### Task item
List every person named in the following passage about the Moscow City Hall protest.

### Exercise passage
----

Officers clad in riot gear used batons against demonstrators who had gathered outside Moscow City Hall on July 27 and roughly detained people.

The crackdown continued after the protesters moved to other locations in the Russian capital, chanting slogans such as “Russia without [President Vladimir] Putin!”

The United States, the European Union, and human rights groups denounced what they called the “disproportionate” and “indiscriminate” use of force against the demonstrators, who were protesting against the refusal of election officials to register several opposition figures as candidates in municipal polls in September.

Opposition leaders said the ban was an attempt to deny them the chance to challenge pro-government candidates.

Police officers detain a man during an unsanctioned rally in the center of Moscow, Russia, July 27, 2019.

Police said 1,074 arrests were made at the unsanctioned rally, while the OVD-Info independent organization reported 1,373 detentions.

A number of those held were released by the evening.

Several opposition figures and would-be candidates were among those detained by police, including Ivan Zhdanov, Ilya Yashin, and Dmitry Gudkov.

Some protest leaders were detained on their way to the rally in central Moscow.

Aleksandra Parushina, a Moscow City Duma deputy from the opposition A Just Russia party, told RFE/RL’s Current Time — a project led by RFE/RL in cooperation with VOA — that she was struck in the head by riot police from Russia’s OMON force, who “brutally” dispersed a crowd that was attempting to form near the Moscow mayor’s office on Tverskaya Street, one of Moscow’s main thoroughfares.

----

### Excerpted records
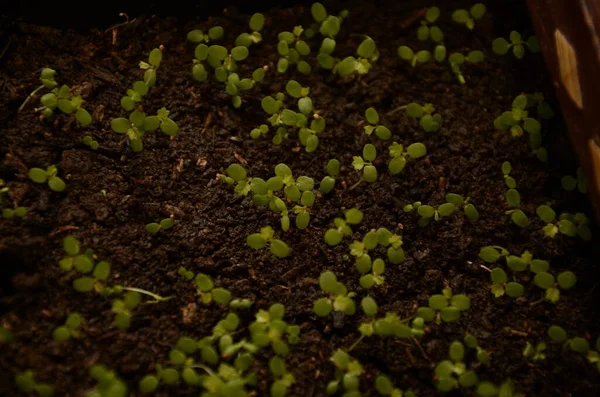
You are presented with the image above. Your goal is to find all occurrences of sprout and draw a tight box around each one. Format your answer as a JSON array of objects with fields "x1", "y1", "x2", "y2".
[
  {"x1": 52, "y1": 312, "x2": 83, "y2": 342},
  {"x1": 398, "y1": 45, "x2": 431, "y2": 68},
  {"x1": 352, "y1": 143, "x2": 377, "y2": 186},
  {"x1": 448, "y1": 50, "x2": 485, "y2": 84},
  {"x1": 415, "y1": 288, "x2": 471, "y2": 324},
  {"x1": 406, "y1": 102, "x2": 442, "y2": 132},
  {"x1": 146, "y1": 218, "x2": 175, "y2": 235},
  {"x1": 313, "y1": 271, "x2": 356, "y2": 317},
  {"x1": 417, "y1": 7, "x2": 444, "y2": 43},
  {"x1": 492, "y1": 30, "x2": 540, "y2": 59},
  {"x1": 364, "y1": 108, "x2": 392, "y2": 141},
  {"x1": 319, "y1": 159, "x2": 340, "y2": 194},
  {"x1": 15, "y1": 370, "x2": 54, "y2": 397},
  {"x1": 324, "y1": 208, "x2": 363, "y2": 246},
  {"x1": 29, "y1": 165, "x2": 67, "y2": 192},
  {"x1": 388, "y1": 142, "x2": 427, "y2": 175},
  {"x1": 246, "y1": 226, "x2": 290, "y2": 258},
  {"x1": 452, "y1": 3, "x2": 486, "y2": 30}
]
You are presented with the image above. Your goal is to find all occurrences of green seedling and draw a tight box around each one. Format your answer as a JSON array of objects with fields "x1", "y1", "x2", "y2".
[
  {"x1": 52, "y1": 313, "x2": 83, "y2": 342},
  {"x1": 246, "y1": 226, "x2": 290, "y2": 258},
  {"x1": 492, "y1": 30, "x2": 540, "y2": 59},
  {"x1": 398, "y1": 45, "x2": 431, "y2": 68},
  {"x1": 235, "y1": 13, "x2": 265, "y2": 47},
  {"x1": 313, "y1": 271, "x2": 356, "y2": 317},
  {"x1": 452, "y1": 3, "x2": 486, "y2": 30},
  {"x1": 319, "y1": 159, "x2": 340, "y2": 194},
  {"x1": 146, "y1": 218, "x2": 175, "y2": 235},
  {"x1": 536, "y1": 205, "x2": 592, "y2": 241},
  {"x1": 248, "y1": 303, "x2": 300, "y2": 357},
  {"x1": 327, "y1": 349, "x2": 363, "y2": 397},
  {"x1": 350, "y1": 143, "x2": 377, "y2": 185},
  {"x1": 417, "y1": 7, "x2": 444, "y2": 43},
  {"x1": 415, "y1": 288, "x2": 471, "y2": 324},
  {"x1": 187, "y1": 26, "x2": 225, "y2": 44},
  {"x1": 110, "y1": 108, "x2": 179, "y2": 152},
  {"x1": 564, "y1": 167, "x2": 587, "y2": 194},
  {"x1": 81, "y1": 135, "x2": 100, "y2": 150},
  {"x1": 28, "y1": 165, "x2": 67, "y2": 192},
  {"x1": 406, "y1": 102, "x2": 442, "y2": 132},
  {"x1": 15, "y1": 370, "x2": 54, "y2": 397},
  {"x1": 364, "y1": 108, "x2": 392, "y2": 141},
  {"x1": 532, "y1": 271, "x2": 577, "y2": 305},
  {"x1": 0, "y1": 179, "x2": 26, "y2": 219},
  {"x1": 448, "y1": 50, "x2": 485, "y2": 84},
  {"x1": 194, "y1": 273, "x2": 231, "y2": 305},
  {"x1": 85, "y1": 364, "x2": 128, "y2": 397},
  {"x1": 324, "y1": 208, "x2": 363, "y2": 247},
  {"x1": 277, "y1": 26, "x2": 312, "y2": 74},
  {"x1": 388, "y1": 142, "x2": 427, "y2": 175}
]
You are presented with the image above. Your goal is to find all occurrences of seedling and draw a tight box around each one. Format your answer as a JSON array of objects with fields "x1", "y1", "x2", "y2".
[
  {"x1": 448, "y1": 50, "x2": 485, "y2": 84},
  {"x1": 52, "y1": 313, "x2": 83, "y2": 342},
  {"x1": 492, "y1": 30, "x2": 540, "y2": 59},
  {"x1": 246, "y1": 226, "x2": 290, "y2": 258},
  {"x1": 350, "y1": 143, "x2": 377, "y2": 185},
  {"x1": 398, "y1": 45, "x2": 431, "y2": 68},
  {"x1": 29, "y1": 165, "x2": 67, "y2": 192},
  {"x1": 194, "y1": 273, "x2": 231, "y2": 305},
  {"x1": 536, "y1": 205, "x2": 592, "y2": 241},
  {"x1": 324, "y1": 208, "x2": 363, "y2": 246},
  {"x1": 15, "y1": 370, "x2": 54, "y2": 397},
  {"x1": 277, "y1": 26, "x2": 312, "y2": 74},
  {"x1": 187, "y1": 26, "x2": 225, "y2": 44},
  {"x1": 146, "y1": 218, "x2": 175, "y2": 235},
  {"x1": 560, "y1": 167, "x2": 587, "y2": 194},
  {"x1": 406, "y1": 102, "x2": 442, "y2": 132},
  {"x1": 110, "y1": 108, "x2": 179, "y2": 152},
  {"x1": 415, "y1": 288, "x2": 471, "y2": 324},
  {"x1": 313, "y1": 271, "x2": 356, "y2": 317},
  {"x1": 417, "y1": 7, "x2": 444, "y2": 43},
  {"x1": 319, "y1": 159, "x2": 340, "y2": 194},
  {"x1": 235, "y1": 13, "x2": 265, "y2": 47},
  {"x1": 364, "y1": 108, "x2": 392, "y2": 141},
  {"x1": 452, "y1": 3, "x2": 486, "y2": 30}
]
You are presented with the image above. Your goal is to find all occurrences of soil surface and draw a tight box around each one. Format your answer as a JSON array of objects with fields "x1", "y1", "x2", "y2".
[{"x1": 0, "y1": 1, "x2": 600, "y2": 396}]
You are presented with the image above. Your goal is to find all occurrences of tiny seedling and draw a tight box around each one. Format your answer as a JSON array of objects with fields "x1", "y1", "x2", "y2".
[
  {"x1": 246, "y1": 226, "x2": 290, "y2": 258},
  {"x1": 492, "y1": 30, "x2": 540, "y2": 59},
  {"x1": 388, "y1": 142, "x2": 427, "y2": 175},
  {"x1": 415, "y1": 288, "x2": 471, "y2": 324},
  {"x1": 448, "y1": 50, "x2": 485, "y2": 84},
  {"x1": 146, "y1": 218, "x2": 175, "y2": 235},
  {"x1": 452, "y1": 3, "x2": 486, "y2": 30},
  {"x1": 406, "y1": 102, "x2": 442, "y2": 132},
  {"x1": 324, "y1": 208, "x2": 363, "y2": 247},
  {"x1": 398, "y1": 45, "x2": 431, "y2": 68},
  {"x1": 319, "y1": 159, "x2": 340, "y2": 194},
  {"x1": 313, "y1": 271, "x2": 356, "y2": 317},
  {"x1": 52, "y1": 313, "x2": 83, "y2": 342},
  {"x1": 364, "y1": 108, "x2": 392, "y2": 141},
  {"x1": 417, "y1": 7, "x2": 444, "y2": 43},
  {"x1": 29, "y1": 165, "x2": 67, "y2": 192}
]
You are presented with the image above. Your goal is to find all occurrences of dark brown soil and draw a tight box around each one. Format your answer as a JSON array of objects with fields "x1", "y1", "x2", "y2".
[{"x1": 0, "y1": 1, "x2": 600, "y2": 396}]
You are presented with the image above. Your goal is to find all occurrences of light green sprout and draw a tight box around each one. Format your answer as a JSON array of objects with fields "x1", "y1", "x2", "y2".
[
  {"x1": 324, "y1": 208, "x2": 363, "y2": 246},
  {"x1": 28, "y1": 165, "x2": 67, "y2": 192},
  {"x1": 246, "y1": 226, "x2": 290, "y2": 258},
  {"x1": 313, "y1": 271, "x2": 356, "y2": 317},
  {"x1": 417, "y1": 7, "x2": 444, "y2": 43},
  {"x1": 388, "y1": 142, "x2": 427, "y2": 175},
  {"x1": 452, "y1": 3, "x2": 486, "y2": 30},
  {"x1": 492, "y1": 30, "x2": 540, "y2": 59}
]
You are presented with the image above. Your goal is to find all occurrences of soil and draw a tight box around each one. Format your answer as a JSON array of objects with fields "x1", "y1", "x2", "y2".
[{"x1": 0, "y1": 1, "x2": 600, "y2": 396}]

----

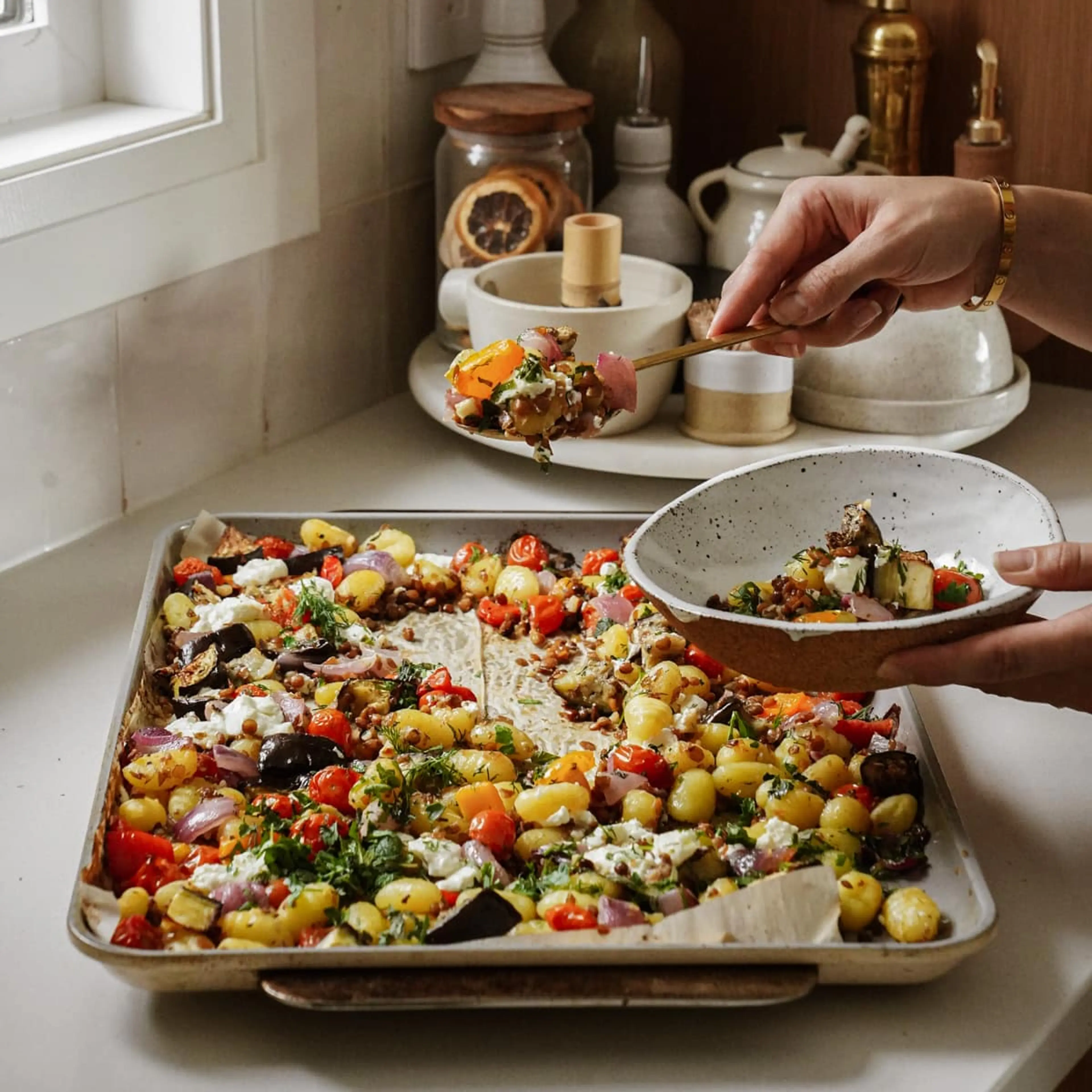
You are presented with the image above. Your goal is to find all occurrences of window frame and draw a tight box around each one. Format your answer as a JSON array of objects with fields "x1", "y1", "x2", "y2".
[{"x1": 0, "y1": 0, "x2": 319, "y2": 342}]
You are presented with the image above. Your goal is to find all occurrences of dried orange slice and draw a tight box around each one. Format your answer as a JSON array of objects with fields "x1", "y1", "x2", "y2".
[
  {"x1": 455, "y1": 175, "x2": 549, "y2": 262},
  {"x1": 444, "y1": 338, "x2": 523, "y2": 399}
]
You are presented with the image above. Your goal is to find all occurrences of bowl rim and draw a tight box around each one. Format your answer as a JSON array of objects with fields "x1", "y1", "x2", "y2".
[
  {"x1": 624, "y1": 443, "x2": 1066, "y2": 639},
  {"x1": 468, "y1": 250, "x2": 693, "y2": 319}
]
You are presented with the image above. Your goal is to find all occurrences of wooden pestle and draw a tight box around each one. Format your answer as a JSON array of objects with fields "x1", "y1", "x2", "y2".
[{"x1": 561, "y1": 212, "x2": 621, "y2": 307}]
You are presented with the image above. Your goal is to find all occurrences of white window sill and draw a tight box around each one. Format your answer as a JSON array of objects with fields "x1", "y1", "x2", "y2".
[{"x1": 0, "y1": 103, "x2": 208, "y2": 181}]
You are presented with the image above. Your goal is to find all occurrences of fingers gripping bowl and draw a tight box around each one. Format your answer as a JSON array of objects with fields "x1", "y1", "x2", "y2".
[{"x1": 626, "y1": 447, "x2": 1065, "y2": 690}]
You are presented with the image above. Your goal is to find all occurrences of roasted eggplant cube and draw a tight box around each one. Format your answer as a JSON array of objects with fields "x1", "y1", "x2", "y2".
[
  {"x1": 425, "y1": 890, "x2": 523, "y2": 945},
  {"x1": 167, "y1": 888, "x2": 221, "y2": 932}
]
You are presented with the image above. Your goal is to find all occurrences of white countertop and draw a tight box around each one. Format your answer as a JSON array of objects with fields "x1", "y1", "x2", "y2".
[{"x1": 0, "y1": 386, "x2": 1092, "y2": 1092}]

----

### Answer box
Vladimir Putin, Ivan Zhdanov, Ilya Yashin, Dmitry Gudkov, Aleksandra Parushina